>> BEGIN Dataset content

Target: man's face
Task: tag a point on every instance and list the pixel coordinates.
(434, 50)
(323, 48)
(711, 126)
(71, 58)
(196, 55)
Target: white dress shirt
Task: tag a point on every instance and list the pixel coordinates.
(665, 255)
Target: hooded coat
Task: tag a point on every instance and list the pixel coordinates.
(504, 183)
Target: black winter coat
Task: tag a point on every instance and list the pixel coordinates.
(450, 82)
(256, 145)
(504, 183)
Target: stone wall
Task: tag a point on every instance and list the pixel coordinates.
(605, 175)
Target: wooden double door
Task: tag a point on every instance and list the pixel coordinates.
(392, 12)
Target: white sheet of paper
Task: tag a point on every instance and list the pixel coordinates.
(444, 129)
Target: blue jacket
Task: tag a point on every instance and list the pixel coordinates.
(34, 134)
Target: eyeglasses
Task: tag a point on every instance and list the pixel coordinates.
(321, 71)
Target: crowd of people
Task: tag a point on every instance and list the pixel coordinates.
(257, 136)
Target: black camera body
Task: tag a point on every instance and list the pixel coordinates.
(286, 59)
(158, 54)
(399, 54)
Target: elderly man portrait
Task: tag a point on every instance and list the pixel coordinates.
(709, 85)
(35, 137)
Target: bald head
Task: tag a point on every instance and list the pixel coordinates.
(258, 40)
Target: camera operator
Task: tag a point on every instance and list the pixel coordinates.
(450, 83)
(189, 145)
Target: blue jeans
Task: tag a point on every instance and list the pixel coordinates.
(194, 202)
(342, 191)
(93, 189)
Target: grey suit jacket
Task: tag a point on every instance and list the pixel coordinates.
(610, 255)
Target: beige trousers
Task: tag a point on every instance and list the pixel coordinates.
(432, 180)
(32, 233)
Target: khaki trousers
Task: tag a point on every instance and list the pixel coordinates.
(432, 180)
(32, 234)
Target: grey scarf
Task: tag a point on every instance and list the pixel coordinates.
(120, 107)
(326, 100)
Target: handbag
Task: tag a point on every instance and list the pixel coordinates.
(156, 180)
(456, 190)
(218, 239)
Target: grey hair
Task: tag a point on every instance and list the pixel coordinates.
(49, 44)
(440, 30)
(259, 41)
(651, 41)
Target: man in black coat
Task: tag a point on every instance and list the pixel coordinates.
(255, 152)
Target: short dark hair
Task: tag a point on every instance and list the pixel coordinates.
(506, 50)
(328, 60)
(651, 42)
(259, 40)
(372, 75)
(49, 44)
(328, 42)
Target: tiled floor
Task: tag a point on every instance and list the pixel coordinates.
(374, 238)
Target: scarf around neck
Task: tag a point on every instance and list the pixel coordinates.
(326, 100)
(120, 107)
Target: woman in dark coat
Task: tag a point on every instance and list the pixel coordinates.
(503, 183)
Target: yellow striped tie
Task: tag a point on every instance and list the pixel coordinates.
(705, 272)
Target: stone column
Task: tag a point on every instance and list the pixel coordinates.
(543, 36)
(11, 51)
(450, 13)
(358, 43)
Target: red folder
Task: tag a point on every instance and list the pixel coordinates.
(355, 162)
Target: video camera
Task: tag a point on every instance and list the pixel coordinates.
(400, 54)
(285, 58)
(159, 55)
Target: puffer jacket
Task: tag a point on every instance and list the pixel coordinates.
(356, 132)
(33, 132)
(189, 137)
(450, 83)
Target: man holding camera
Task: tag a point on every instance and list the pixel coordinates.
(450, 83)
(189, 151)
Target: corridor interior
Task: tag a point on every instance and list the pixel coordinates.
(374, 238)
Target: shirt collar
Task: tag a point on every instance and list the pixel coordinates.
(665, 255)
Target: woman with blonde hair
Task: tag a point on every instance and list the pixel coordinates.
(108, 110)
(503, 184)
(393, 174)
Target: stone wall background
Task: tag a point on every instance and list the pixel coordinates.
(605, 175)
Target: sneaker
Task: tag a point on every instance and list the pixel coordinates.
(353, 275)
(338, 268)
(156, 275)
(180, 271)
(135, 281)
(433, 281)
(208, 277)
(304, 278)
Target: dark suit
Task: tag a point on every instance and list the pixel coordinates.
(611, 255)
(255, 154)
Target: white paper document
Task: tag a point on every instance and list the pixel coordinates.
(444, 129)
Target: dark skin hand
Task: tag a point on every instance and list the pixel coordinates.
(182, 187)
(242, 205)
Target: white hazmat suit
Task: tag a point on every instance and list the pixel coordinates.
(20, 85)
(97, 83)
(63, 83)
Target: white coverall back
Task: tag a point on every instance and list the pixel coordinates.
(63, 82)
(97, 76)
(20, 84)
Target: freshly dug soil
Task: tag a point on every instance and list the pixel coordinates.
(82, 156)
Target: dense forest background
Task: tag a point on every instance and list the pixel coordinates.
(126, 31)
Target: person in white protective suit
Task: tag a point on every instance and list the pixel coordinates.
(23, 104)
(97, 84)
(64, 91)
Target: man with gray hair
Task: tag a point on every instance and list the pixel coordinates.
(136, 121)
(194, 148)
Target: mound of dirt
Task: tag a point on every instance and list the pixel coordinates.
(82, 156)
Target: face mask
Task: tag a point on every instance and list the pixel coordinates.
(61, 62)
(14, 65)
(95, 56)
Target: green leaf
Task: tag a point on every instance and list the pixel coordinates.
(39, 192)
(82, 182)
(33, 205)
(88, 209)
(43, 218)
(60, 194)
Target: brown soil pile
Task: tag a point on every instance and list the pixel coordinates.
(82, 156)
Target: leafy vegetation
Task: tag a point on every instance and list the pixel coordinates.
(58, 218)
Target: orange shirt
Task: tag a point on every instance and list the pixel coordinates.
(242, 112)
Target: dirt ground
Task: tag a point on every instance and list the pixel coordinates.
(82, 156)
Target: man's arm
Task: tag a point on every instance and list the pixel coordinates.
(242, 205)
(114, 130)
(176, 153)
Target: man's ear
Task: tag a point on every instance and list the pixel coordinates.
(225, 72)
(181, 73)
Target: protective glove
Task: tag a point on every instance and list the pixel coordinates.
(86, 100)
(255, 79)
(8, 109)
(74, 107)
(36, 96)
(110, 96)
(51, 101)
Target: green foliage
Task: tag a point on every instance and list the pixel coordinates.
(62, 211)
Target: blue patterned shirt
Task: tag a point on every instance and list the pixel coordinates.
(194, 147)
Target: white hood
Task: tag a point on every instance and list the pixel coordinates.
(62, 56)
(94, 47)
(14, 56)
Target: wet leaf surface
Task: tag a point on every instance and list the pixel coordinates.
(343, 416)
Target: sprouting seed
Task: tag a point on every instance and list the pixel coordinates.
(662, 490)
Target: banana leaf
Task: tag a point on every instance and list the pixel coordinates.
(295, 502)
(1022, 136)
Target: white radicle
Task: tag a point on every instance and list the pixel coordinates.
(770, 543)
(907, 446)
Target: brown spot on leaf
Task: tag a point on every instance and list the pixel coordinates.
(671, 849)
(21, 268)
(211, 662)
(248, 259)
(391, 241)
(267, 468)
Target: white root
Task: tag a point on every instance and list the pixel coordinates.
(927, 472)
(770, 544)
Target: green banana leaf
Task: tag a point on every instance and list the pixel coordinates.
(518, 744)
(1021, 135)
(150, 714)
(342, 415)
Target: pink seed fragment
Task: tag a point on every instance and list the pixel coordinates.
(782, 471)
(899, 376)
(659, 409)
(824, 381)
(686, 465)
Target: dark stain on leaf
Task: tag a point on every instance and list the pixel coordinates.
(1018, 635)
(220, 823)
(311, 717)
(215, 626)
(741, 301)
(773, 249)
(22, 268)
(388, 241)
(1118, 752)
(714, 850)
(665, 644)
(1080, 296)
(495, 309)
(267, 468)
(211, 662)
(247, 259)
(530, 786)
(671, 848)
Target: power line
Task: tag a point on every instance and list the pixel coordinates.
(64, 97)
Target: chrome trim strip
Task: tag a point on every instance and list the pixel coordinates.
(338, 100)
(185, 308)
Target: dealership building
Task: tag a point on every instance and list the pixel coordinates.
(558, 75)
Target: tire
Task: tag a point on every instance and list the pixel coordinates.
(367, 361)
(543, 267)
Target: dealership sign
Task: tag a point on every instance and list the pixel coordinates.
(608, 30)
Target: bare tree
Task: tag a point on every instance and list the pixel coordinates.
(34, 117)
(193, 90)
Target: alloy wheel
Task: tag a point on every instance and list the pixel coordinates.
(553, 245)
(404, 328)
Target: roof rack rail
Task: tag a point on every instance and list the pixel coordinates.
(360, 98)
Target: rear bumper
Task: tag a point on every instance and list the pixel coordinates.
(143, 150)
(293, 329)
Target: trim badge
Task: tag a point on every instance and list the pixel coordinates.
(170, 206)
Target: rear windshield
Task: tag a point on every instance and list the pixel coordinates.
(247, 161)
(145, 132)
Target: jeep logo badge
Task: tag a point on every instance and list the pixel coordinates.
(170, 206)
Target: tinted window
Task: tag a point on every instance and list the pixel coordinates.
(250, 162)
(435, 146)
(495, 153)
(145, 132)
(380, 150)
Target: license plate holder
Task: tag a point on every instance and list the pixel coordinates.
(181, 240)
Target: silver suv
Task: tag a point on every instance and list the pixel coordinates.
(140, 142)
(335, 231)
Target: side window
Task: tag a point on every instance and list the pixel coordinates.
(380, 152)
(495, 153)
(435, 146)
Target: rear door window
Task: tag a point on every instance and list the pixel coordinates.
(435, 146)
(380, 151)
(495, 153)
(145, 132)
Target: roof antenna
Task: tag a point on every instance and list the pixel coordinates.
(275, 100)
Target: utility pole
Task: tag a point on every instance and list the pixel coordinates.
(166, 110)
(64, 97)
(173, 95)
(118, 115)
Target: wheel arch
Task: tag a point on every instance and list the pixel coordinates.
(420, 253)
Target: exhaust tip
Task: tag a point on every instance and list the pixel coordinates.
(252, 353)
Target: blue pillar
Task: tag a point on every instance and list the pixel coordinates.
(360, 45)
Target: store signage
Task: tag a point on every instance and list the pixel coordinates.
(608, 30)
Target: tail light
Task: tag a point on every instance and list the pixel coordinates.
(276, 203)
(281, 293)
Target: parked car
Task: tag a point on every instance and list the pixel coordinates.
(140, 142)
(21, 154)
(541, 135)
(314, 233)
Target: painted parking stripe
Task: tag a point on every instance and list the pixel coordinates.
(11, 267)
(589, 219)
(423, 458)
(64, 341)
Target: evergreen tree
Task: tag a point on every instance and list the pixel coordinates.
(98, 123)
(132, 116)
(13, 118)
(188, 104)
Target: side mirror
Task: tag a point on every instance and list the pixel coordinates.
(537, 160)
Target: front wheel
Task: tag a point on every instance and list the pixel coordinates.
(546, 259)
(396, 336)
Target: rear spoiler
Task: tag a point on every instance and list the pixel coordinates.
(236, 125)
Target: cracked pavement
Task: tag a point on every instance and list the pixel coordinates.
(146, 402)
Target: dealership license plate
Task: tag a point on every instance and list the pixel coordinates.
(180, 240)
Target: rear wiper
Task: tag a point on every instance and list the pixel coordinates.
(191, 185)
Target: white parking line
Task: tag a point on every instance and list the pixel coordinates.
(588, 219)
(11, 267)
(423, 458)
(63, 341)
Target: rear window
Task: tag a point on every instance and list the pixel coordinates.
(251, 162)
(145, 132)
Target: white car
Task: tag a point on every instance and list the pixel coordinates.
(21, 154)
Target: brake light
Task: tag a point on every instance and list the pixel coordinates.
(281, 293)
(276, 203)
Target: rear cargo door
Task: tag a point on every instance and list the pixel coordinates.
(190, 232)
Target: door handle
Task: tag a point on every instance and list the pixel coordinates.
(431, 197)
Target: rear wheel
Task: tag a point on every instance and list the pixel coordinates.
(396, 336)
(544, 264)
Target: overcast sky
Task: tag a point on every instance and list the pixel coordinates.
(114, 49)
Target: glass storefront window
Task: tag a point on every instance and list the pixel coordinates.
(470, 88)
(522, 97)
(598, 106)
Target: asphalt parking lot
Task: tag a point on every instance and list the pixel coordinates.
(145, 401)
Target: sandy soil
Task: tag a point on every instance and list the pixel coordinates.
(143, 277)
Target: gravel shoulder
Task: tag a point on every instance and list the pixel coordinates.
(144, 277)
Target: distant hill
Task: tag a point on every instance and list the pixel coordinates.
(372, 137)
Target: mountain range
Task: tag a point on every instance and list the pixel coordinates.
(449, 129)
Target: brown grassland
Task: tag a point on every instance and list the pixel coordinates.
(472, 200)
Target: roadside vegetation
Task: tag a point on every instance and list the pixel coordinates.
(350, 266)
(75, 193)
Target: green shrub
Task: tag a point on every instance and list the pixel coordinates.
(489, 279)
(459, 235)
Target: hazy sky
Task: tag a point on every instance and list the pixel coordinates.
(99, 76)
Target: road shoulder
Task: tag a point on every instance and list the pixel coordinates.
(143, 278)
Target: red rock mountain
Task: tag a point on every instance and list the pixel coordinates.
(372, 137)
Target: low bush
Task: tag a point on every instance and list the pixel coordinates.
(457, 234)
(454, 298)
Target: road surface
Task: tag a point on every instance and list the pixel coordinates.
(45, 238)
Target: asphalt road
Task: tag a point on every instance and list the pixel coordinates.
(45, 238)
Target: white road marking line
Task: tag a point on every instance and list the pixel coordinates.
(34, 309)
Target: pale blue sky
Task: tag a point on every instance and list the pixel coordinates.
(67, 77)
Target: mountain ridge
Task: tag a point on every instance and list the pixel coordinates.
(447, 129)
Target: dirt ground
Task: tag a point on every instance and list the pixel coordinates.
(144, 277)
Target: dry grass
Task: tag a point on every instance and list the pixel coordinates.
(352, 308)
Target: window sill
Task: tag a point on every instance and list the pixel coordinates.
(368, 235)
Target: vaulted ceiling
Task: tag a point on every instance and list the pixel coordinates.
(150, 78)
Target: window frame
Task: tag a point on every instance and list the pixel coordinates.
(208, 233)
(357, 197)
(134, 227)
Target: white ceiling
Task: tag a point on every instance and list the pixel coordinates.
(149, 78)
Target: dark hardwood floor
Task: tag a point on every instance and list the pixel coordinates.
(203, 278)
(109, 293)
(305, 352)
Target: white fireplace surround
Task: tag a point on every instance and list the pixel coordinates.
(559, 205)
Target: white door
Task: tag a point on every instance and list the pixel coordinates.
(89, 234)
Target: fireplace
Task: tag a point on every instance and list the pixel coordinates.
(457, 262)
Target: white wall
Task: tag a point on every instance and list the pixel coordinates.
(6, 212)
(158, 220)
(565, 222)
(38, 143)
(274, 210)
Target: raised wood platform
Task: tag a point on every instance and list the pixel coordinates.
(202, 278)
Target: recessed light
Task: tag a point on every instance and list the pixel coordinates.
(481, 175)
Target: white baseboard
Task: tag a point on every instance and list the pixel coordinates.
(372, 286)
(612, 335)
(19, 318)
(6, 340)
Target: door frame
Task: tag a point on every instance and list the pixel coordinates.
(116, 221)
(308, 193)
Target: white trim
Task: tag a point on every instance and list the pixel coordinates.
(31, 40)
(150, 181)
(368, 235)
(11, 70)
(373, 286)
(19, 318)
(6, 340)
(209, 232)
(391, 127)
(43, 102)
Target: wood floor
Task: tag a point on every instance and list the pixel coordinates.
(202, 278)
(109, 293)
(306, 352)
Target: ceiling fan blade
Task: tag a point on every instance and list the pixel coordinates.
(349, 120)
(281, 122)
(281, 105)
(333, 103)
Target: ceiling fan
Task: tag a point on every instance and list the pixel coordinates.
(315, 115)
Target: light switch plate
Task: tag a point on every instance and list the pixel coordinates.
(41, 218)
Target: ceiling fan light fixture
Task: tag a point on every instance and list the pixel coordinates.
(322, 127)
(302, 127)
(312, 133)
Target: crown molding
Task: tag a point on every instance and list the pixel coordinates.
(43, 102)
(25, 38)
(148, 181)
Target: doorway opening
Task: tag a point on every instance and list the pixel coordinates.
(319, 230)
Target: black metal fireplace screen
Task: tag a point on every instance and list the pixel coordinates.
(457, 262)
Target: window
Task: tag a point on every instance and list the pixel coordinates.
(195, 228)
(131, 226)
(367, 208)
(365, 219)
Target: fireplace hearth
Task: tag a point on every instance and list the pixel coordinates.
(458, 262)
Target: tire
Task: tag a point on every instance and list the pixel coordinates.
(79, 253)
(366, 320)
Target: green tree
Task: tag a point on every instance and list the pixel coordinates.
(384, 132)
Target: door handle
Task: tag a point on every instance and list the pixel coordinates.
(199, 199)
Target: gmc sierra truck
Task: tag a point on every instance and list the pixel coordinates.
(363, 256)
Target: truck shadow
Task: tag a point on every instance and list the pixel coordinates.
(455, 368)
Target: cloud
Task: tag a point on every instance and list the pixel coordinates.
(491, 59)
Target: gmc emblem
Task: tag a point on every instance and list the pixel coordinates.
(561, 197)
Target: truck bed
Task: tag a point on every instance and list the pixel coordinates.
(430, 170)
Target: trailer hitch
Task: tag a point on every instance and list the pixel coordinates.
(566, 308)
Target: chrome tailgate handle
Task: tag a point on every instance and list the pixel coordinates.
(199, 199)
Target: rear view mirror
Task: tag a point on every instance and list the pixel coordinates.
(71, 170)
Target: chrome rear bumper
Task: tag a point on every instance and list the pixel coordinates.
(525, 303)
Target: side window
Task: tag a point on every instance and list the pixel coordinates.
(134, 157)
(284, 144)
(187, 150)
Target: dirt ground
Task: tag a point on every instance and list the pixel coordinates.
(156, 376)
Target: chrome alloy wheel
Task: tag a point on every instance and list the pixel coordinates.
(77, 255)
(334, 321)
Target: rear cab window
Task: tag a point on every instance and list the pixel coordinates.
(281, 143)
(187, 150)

>> END Dataset content

> _What you have to do_: In the entries above, find the line containing "Target: chrome tailgate handle". Set down that line and every line after it through the last one, exactly and alone.

> _Output for this task_:
Target: chrome tailgate handle
Task: tag a point on every instance and list the pixel coordinates.
(199, 199)
Target: rear view mirror
Task: tag a point on every instance and list the pixel coordinates.
(71, 170)
Target: chrome rear bumper
Task: tag a point on every instance and list the pixel coordinates.
(525, 303)
Target: side window
Task: tag a point on every instance and list the pixel coordinates.
(134, 157)
(284, 144)
(187, 150)
Target: dirt ground
Task: tag a point on every instance and list the pixel coordinates.
(156, 376)
Target: chrome alloy wheel
Task: tag a point on every instance and list the pixel coordinates.
(77, 255)
(334, 321)
Target: rear cab window
Task: tag a point on every instance and list the pixel coordinates.
(281, 143)
(187, 150)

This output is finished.